:: Material provided

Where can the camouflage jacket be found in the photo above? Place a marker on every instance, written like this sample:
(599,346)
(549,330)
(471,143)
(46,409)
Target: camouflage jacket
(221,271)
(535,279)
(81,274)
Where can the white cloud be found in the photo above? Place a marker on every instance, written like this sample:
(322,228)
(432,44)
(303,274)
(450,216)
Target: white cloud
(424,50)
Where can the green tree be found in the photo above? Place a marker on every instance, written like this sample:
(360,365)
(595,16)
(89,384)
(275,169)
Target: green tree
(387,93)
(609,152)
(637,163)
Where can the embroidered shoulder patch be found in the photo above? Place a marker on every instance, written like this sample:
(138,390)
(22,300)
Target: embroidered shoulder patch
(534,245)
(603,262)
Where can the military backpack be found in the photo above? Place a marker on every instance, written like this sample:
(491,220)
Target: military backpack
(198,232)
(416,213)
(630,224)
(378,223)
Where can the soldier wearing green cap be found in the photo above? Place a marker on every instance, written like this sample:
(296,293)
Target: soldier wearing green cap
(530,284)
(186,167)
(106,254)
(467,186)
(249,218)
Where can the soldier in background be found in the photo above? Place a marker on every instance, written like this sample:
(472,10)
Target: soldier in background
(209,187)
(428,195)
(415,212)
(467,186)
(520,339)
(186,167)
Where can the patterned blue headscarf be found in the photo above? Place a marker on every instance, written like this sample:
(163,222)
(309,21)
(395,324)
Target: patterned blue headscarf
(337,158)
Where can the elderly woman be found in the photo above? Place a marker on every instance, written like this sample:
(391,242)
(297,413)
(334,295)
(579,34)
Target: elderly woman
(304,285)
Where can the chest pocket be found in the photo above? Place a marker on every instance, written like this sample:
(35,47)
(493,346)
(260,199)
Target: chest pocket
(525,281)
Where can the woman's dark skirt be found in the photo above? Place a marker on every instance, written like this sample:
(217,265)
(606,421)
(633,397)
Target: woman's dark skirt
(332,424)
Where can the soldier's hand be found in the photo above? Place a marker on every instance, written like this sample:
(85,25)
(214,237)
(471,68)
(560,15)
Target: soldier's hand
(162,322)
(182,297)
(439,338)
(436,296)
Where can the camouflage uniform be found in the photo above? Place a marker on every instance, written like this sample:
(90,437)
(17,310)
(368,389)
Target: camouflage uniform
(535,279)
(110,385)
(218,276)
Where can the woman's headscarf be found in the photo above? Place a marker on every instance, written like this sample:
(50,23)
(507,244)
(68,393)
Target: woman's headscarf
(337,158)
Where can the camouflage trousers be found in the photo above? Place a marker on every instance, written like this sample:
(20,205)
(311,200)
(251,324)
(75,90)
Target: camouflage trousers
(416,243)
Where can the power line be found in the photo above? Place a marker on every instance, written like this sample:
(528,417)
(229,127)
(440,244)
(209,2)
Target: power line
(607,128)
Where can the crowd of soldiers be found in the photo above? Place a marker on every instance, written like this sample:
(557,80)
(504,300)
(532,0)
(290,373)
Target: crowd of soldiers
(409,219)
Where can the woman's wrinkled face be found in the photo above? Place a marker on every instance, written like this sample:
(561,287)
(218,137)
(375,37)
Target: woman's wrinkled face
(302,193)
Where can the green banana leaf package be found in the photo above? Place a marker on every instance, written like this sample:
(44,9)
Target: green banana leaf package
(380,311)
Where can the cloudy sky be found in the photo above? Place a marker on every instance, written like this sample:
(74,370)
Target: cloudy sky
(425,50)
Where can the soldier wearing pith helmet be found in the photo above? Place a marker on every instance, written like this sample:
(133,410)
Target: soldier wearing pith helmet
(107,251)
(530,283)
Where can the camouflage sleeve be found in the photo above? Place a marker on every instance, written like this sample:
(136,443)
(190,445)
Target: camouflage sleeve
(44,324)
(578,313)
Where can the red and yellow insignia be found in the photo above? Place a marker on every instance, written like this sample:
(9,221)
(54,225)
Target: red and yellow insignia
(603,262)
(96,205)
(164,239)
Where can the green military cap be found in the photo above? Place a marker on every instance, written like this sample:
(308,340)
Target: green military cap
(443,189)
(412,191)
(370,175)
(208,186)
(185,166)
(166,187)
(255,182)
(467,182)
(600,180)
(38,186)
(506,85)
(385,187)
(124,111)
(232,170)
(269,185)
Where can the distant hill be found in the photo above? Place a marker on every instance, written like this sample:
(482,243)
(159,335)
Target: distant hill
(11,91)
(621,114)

::::
:: Material provided

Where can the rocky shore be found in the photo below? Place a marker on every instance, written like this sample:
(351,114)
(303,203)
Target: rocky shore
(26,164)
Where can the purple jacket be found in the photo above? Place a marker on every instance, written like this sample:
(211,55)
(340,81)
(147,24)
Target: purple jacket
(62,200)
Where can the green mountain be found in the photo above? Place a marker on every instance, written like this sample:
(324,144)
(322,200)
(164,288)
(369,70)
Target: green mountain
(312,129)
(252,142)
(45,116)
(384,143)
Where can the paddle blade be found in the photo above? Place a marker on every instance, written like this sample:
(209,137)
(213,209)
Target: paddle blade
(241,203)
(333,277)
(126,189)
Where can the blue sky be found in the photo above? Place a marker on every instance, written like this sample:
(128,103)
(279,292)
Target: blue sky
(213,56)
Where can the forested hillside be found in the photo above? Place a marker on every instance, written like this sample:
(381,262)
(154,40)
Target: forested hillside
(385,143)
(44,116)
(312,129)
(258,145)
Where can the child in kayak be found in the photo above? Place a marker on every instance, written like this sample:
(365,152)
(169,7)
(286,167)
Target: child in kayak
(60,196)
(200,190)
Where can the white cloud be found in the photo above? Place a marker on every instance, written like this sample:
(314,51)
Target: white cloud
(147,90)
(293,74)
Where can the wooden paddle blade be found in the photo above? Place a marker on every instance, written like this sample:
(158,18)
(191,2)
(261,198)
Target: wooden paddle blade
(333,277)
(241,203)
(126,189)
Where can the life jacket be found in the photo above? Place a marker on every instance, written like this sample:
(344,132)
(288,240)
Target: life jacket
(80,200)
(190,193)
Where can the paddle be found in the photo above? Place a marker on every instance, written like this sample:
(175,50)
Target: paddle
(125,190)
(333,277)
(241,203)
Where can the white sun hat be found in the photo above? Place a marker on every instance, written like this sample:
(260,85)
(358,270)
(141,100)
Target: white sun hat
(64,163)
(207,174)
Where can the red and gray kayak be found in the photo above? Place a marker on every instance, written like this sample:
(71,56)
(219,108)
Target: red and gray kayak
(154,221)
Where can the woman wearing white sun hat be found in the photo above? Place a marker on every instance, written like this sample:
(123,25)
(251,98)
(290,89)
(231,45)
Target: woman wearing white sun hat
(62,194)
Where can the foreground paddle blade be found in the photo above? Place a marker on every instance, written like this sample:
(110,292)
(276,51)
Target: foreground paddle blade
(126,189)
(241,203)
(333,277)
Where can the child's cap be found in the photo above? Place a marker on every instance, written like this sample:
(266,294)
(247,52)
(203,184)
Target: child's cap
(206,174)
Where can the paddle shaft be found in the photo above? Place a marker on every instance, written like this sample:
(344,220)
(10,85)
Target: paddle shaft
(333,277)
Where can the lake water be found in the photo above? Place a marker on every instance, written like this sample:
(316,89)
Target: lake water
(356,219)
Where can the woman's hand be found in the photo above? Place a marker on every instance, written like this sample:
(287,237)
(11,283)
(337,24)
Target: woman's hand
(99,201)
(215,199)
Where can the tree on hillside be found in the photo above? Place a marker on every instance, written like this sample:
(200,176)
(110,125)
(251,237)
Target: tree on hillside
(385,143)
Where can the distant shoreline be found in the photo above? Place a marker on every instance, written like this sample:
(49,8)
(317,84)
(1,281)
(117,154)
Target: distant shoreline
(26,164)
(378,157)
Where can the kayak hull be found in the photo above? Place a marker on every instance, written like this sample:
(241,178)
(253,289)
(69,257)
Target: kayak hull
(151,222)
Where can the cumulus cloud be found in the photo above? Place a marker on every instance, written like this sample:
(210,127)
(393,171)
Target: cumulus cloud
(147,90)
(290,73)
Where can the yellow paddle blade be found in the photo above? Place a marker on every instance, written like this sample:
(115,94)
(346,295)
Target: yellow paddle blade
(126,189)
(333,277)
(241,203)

::::

Prompt:
Which lines run from the one holding "Where can the foreground" through the one holding "Where can the child's" in the records above? Repeat them exactly, both included, and nothing more.

Task result:
Where can the foreground paddle blade be found in the photo above? Place a marker on every instance, written like this sample:
(110,292)
(276,51)
Target: foreground paddle blade
(126,189)
(241,203)
(333,277)
Where can the child's cap be found in the photo above? Place a marker on every instance, written like this sample:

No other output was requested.